**SELECTED EXTRACT**:
= Beginning of Section =

Far-right Argentine political party

Patriot Front (Spanish: Frente Patriota) is a far-right, neofascist, Argentine nationalist political party formed by the fusion of Bandera Vecinal and Gente en Acción parties in 2017, originally starting as a political alliance. It has been described as a ultranationalist, antisemitic, and militarist political party. Its leader is Alejandro Biondini, a far-right perennial candidate politician.

==History==
It was officialized by the Court Supreme as a political alliance in 2017, after the union of Bandera Vecinal and Gente en Acción. It had a heavy controversy during 2017 Argentine legislative election in which the party was criticized because of receiving 20 million pesos for ballot print, but the National Electoral Council decided to decrease his funds, however the party printed all their ballots and presented their candidates nevertheless. Patriot Front took the case to the Jury and finally, the Court revoked the council's decision in favor of the party. In those elections, they gained 4,100 votes in Buenos Aires, and 28,500 votes in the province of Buenos Aires for national deputies and 31,500 for national senators.

== Ideology ==
The party describes itself as "a party of nationalist men and women united by the same thought and scale of values: the deep love for our Argentina and the firm determination to fight against its internal and external enemies". The party has been described as far-right, and that it embraces ultranationalist values. It is widely unpopular among the population, mainly because of its antisemitic and ultranationalist positions, its apologist position towards the military dictatorships of the country, and its support for a patriarchal society.

Patriot Front has an online manifesto. It follows an aggressive foreign policy, which includes good relations with neighbours, annexing the Falkland Islands, and severing diplomatic relations with the United Kingdom and Israel. It supports the Argentine Antarctica claim, and opposes colonialism. The Patriot Front supports restoring conscription.

== Presidential results ==
For the 2019 Argentine general election, Patriot Front presented Biondini as a candidate for president and Enrique Venturino as Biondini's running mate for vice president, but during primary vote, it obtained 0.24% and 58,944 of the total voters in the country. Having failed to have 1.5% of the required, it was disqualified from the elections.

In the 2023 Argentine general election, Biondini's son César Biondini ran for president under his father's coalition, alongside Mariel Avedaño as his running mate.

= End of Section =

**STORED DATA**:
= Beginning of Section =

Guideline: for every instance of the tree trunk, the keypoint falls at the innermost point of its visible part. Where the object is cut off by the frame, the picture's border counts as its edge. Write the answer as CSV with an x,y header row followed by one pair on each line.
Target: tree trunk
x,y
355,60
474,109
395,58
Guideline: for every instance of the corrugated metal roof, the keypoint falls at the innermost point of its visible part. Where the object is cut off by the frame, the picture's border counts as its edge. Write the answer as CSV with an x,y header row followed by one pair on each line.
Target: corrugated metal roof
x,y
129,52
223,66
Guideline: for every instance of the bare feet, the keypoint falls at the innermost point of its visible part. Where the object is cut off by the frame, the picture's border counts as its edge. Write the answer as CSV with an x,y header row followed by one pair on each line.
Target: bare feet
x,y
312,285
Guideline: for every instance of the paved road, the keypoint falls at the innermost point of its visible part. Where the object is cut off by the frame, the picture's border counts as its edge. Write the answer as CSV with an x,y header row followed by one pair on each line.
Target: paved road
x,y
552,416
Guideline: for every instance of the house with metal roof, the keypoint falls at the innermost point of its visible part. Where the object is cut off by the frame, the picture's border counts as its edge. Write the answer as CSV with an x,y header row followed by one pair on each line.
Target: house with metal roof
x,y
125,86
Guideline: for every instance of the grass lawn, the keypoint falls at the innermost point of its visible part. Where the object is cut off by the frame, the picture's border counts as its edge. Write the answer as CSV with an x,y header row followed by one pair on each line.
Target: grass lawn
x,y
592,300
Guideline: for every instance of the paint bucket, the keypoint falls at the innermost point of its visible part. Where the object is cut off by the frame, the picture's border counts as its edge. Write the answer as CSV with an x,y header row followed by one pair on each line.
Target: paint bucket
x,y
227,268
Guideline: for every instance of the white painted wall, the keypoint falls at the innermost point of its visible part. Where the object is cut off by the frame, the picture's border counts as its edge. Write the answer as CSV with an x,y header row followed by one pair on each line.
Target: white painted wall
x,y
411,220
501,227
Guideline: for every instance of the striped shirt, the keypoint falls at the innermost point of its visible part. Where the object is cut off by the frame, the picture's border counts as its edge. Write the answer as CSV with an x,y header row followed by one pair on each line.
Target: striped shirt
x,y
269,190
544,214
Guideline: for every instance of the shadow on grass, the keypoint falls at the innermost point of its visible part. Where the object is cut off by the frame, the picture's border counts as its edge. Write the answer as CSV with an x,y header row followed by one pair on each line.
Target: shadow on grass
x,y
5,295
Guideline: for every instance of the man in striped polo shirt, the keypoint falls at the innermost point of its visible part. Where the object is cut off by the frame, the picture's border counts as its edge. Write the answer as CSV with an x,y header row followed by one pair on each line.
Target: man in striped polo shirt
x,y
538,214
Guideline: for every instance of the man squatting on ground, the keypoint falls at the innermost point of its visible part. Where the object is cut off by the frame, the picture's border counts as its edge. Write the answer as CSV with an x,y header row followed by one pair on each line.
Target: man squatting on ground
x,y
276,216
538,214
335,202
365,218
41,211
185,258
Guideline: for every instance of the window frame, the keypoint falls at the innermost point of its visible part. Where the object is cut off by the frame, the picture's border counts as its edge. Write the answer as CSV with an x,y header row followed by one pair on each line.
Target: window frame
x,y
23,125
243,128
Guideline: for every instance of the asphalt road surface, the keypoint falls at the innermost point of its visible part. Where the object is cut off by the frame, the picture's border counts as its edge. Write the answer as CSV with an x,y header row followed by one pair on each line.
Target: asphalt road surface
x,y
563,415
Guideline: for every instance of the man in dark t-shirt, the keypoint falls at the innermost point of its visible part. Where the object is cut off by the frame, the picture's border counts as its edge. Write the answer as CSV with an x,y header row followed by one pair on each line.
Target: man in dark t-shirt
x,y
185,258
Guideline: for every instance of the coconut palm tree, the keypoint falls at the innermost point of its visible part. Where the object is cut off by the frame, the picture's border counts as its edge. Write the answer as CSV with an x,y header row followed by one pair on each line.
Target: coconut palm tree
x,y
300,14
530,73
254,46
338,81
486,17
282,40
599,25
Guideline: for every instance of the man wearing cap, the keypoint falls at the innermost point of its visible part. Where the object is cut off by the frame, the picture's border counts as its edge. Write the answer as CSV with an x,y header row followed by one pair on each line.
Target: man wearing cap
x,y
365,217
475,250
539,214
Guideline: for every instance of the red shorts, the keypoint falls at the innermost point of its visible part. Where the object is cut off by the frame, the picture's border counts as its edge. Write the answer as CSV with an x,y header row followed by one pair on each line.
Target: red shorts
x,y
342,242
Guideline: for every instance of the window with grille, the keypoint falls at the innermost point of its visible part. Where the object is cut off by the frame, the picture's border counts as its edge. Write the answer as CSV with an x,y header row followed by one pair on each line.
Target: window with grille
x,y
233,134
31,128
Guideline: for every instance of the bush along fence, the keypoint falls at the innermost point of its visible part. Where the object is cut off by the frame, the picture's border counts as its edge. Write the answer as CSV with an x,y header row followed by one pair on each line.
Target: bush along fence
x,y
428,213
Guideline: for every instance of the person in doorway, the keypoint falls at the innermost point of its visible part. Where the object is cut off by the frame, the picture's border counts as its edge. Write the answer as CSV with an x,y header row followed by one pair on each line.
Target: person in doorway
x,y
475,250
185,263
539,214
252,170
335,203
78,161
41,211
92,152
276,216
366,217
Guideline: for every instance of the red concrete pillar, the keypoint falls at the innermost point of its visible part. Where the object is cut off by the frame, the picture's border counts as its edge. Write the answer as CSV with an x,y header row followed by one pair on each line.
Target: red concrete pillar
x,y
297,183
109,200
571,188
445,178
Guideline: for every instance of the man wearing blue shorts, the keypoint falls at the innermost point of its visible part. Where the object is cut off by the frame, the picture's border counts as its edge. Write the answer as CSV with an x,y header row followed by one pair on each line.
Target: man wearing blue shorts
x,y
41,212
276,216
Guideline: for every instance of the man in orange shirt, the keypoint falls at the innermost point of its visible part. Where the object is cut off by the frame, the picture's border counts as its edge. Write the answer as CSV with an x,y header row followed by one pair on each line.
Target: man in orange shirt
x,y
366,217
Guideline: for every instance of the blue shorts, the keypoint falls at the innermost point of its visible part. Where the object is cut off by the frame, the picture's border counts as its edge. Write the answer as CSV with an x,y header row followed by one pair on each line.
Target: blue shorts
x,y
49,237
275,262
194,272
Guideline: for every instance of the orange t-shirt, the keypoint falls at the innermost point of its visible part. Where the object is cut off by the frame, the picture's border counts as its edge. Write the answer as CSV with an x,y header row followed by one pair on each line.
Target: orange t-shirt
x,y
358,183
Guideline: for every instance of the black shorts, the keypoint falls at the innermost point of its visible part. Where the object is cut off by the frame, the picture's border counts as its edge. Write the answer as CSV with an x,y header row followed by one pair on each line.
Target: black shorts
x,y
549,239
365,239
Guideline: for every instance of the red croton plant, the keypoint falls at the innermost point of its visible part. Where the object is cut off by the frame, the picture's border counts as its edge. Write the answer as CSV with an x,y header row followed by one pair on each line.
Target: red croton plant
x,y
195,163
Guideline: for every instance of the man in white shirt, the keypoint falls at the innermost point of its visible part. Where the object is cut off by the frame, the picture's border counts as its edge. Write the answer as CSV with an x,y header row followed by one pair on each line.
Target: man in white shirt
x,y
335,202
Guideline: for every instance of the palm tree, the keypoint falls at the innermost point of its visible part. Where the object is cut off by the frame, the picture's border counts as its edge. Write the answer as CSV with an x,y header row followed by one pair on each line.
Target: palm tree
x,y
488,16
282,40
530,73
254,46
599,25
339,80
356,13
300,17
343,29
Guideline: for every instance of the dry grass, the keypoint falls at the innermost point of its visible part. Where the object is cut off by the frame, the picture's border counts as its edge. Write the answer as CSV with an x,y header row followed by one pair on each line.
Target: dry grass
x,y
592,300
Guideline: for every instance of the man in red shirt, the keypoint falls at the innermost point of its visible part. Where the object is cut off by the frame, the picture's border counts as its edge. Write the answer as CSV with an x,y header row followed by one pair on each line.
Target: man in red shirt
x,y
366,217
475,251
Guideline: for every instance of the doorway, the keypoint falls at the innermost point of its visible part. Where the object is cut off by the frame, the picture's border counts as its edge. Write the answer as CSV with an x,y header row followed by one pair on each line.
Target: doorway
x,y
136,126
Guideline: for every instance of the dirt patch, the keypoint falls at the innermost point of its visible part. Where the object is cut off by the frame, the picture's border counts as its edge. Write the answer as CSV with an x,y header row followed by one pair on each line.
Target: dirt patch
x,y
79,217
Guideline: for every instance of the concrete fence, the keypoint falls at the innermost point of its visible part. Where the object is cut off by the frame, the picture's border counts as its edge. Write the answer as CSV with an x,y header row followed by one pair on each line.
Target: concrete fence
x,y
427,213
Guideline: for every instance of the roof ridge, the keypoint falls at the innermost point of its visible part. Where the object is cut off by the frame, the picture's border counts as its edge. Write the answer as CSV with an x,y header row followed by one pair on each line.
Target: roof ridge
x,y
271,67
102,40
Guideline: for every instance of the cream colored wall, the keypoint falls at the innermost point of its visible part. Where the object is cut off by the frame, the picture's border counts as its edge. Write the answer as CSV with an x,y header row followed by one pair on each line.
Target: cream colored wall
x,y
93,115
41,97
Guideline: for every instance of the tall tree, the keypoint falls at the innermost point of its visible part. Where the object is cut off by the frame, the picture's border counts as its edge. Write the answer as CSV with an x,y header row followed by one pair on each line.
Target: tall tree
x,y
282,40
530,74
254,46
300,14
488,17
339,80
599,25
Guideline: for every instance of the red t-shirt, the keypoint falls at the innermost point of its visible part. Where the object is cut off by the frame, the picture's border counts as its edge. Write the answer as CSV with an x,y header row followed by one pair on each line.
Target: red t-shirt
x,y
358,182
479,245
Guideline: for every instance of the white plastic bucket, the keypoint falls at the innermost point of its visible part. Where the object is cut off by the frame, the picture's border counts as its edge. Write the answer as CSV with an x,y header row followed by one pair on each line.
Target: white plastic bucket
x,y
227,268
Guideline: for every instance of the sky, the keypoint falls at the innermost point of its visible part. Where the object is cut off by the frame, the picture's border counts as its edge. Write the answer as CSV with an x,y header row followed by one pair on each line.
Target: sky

= End of Section =

**ACTION ITEM A**:
List every person named in the text on the Patriot Front.
**ACTION ITEM B**:
According to the text on the Patriot Front, what share of the vote did the party obtain in the 2019 primary?

**EXERCISE SOLUTION A**:
Alejandro Biondini, Enrique Venturino, César Biondini, Mariel Avedaño

**EXERCISE SOLUTION B**:
0.24%